Excerpts of location labeling data:

====

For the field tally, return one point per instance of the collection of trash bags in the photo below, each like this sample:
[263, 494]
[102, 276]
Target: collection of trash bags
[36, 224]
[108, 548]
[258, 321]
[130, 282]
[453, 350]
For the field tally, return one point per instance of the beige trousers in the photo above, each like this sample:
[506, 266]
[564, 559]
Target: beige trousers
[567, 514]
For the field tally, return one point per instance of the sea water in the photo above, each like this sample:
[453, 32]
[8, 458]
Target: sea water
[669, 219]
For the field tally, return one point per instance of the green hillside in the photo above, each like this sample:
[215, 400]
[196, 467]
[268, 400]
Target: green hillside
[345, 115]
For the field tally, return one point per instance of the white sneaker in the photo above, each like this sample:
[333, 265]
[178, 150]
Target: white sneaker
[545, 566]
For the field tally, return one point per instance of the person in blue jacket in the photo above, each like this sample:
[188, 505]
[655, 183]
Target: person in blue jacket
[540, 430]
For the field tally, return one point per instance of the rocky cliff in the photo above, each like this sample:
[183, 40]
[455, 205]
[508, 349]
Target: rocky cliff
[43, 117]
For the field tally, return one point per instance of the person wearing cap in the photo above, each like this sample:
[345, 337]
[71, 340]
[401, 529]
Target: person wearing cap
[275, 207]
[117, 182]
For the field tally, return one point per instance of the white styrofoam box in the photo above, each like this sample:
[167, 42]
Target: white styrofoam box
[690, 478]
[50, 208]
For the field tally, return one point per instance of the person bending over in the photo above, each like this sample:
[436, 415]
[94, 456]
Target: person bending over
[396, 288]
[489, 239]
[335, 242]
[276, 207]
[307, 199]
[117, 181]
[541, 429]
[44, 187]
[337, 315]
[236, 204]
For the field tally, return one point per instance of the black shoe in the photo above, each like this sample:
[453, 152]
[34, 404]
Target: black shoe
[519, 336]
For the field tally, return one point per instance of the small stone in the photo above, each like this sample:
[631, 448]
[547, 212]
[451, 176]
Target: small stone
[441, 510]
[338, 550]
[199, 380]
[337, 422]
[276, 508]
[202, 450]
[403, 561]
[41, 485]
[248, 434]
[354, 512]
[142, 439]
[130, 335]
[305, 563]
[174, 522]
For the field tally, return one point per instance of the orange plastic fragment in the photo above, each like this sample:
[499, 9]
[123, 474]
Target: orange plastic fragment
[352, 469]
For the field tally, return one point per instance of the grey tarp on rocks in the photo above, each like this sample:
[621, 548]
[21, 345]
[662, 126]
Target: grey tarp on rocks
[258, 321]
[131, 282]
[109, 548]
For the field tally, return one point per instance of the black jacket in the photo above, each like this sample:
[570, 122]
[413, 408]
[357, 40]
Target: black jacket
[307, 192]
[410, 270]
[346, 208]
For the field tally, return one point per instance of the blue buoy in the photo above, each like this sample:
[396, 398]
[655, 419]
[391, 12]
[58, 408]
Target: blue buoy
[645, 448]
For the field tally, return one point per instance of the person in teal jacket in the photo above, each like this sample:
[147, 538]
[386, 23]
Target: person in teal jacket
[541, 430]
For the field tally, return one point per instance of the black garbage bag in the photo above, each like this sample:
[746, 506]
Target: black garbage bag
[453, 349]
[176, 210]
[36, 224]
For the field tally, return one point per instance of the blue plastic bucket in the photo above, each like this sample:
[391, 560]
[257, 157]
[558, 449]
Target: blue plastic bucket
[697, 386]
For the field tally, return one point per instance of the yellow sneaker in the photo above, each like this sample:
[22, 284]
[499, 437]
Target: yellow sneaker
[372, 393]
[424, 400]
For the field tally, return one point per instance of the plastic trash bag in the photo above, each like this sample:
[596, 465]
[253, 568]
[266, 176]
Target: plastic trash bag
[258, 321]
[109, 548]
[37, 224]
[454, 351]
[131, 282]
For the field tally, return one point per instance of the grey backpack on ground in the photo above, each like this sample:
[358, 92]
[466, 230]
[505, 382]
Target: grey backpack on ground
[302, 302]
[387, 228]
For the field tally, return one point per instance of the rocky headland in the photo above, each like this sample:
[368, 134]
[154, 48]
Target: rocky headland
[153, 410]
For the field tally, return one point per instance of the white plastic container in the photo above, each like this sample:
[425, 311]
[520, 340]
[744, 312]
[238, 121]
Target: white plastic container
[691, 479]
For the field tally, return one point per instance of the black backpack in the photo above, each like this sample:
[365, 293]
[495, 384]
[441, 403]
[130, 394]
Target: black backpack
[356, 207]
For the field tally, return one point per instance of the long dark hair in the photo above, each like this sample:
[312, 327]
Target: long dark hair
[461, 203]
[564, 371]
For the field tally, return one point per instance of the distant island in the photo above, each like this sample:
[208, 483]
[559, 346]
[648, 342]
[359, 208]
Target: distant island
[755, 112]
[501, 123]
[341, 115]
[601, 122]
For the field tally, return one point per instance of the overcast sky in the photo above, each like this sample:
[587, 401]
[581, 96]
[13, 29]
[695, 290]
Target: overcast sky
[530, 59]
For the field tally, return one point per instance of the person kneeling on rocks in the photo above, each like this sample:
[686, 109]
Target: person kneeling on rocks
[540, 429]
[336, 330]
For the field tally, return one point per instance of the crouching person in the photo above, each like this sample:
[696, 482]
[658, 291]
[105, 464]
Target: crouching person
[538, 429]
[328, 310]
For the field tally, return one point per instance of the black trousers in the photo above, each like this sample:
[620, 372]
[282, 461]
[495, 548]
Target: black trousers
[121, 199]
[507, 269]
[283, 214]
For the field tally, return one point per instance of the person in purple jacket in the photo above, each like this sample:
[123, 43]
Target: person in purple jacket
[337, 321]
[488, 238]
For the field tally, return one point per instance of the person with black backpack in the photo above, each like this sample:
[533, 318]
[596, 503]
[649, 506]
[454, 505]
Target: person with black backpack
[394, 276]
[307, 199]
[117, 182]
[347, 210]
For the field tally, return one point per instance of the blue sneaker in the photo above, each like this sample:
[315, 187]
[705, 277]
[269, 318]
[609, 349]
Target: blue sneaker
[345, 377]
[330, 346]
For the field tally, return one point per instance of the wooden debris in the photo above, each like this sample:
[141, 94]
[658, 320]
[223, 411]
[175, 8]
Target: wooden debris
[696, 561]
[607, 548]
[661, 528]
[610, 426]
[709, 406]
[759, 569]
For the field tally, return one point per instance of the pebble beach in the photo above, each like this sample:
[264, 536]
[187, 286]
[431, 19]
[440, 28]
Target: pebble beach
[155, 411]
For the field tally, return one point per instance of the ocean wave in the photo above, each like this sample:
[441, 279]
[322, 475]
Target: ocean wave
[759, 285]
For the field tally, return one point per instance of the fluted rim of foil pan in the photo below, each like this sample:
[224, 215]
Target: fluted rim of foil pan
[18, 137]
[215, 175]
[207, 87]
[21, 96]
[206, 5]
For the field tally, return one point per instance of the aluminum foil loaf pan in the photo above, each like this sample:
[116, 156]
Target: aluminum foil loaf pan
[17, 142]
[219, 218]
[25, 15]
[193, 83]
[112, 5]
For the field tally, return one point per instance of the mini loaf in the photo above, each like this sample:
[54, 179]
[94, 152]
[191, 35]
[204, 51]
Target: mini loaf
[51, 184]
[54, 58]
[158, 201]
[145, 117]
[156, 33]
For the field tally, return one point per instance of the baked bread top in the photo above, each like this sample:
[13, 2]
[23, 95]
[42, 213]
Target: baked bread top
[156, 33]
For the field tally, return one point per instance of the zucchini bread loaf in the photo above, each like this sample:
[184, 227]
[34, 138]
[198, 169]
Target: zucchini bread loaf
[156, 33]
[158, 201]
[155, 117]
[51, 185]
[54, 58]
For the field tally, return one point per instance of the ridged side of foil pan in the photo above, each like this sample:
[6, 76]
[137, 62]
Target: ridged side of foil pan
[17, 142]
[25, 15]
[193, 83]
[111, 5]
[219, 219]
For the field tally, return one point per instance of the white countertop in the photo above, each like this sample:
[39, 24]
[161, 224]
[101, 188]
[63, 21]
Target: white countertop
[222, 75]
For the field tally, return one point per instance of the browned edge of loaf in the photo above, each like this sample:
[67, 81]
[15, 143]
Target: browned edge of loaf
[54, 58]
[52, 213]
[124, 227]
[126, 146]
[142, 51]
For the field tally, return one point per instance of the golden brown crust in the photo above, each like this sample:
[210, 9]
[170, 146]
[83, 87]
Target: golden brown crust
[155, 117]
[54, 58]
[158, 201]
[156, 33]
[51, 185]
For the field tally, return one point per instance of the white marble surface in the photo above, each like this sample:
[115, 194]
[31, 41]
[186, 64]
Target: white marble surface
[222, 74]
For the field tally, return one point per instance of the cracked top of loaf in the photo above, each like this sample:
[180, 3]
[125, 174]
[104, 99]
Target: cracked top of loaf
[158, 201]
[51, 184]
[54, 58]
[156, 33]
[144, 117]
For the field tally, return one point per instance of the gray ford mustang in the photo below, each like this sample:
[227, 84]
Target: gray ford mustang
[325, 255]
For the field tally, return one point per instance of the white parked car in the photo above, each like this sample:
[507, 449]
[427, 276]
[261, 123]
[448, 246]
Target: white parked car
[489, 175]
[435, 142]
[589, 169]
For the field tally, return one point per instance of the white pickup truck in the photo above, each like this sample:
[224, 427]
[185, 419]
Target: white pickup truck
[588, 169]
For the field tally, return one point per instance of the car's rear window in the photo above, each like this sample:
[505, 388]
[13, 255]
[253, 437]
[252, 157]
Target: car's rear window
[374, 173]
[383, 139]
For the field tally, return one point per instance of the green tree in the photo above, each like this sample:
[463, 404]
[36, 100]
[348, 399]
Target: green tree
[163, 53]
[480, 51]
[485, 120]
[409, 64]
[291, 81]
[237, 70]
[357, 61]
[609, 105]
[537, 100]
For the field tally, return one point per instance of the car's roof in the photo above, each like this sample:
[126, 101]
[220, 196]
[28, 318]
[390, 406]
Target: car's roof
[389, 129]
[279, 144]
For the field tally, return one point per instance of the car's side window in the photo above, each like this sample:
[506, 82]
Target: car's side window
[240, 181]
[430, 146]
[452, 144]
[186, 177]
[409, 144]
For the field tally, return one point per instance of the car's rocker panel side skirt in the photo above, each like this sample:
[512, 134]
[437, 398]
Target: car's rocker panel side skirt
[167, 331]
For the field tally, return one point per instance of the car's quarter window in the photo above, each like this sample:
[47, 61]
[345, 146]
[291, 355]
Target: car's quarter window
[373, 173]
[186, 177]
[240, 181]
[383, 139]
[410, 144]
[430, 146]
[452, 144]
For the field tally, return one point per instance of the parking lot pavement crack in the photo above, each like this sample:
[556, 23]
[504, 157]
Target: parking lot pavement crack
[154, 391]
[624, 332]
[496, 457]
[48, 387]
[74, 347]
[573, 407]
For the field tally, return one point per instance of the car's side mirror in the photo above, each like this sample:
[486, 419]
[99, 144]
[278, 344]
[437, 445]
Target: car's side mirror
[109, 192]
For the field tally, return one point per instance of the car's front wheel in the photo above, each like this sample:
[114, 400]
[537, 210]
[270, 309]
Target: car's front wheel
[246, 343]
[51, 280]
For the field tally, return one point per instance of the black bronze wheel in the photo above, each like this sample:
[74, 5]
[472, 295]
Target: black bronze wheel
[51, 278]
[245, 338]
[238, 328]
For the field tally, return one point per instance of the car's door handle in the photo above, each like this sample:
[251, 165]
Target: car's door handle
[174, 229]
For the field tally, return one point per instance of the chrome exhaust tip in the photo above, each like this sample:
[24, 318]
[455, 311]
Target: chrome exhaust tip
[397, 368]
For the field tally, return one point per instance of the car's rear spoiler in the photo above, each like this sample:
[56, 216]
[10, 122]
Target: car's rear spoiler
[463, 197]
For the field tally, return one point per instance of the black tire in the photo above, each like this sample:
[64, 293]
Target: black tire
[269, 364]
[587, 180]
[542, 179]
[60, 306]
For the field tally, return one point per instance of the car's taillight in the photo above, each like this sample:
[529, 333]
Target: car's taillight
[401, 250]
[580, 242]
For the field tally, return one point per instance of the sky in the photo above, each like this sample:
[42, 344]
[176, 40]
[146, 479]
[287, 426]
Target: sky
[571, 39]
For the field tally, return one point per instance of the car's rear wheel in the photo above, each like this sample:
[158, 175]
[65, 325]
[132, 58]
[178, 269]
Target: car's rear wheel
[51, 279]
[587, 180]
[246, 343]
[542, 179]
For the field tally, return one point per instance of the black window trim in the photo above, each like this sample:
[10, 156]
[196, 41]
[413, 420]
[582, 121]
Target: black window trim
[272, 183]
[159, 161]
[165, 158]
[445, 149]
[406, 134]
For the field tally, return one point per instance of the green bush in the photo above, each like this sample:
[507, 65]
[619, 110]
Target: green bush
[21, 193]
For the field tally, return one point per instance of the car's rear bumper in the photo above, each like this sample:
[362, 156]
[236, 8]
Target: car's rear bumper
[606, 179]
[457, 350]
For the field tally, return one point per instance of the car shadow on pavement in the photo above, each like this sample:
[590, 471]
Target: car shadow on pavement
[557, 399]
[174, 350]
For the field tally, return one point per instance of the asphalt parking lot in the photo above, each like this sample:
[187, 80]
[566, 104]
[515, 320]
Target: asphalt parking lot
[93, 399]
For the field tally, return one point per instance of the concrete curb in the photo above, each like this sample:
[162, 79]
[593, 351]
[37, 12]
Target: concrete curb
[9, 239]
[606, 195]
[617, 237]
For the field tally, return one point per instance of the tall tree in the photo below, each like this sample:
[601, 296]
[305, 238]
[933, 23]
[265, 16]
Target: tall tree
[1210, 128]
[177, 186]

====

▸ What is asked: Repeat exactly the lines from the one containing "rear bumper in" through the last line of the records above, both included, and nothing else.

▸ Solution to this task:
For the field tally, return one point per instance of the car's rear bumper in the photo above, each like this sample:
[362, 156]
[236, 8]
Target: car's rear bumper
[606, 179]
[457, 350]
For the field tally, return one point per instance of the car shadow on pavement in the photo above, each like this sample:
[590, 471]
Target: car shadow on pavement
[557, 399]
[174, 350]
For the field tally, return one point per instance of the asphalt parking lot in the photo above, each like this sample:
[187, 80]
[566, 104]
[515, 320]
Target: asphalt parking lot
[93, 399]
For the field tally, return one point per instance of the concrete curb in the photo above, each like this sample:
[162, 79]
[593, 351]
[37, 12]
Target: concrete curb
[9, 239]
[606, 195]
[617, 237]
For the field tally, return one point per instance of the tall tree in the photo below, each like this sample:
[601, 296]
[305, 238]
[933, 23]
[265, 16]
Target: tall tree
[1210, 128]
[177, 186]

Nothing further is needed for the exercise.